■ **Your assignment**
Your response should consist of the records below, repeated exactly.

■ **The data**
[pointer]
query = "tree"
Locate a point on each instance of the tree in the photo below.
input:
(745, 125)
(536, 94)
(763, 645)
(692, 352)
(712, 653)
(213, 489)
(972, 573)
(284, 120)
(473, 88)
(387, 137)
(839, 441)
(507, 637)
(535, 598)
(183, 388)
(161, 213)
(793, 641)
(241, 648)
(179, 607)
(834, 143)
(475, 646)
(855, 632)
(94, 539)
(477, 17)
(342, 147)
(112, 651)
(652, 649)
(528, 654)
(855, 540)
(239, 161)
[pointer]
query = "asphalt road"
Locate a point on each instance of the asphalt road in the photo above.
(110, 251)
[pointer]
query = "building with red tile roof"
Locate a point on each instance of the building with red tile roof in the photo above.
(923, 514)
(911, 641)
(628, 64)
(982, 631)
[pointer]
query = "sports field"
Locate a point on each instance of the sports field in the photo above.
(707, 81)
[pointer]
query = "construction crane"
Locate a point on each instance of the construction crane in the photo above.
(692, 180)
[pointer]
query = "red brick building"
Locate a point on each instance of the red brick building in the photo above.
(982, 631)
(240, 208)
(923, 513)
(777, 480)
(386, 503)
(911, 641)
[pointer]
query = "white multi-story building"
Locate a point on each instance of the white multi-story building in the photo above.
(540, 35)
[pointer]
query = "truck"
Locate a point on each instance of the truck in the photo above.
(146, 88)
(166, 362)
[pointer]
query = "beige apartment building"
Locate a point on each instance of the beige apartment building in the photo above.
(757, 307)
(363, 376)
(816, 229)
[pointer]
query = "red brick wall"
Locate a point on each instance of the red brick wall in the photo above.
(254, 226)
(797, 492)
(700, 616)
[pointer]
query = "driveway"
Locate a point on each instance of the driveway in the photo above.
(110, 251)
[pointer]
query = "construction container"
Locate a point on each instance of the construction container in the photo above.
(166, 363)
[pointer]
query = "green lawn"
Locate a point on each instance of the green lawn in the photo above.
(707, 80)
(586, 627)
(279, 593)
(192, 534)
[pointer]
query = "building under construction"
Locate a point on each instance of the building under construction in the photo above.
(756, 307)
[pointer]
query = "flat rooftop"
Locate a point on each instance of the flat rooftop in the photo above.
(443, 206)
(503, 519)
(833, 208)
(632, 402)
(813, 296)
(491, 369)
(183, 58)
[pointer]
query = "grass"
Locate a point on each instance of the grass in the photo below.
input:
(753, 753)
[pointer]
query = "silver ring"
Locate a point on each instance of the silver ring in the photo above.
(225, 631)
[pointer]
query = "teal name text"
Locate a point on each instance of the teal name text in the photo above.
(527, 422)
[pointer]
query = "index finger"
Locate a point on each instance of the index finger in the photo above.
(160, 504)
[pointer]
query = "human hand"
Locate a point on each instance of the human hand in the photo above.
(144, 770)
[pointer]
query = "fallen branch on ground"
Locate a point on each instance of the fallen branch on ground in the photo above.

■ **Final answer**
[pointer]
query = "tree"
Locate a point on each instance of the tree in the photo below.
input:
(745, 125)
(536, 94)
(763, 645)
(692, 352)
(712, 653)
(213, 489)
(972, 573)
(284, 120)
(473, 88)
(387, 137)
(839, 441)
(507, 637)
(535, 598)
(183, 388)
(161, 213)
(793, 641)
(241, 648)
(179, 607)
(834, 143)
(475, 646)
(855, 632)
(94, 539)
(477, 17)
(342, 147)
(112, 651)
(652, 649)
(528, 654)
(855, 540)
(239, 161)
[pointer]
query = "asphalt road"
Locate a point on each instance of the asphalt road in the photo above.
(110, 251)
[pointer]
query = "building with red tile roof"
Locate a point on each instance of the building with red tile roof in the photo above.
(923, 514)
(911, 641)
(628, 64)
(982, 631)
[pointer]
query = "sports field"
Locate a point on each instance of the sports field in the photo above.
(707, 81)
[pointer]
query = "construction crane"
Locate a point on each instance of the construction crane in the photo above.
(692, 180)
[pointer]
query = "red brick building"
Locate a point on each instance of the red brick building in the photo above.
(982, 631)
(240, 208)
(923, 513)
(777, 480)
(386, 503)
(911, 641)
[pointer]
query = "white multi-story building"
Locate a point on each instance of the white multi-story building in the photo above.
(540, 35)
[pointer]
query = "truck"
Locate a point on each instance of the truck in the photo above.
(146, 88)
(166, 362)
[pointer]
query = "beige apartment building"
Locate a point on each instance of the beige apartment building in the photo above.
(757, 307)
(363, 376)
(816, 229)
[pointer]
query = "red brick wall"
Locate a point on each instance of the red brick wall in the photo above.
(254, 226)
(797, 492)
(700, 616)
[pointer]
query = "driveway"
Locate a point on each instance of the driveway in the photo above.
(110, 251)
[pointer]
query = "construction container"
Locate a point on each instance of the construction container in the photo above.
(166, 363)
[pointer]
query = "green lawn"
Locate a point on each instance of the green lawn in the photo above.
(707, 80)
(586, 627)
(279, 593)
(192, 534)
[pointer]
query = "building under construction"
Locate a point on each instance of the building under construction in the photo above.
(756, 307)
[pointer]
query = "flat rooftop"
Locate a point on each instance of the flat rooftop in the photo above.
(443, 206)
(503, 519)
(833, 208)
(632, 402)
(813, 296)
(491, 369)
(183, 58)
[pointer]
query = "grass"
Locate a point on each instance of the grass in the photo below.
input:
(753, 753)
[pointer]
query = "silver ring"
Locate a point on each instance of the silver ring in the photo above.
(225, 631)
[pointer]
query = "teal name text"
Locate a point on each instance of the teal name text in the photo above.
(527, 422)
[pointer]
query = "index finger"
Locate a point on each instance of the index finger in the photo above.
(160, 504)
[pointer]
query = "human hand"
Locate a point on each instance of the human hand in the photo above.
(144, 770)
[pointer]
query = "fallen branch on ground"
Locate a point on each instance of the fallen branch on ground in the photo above.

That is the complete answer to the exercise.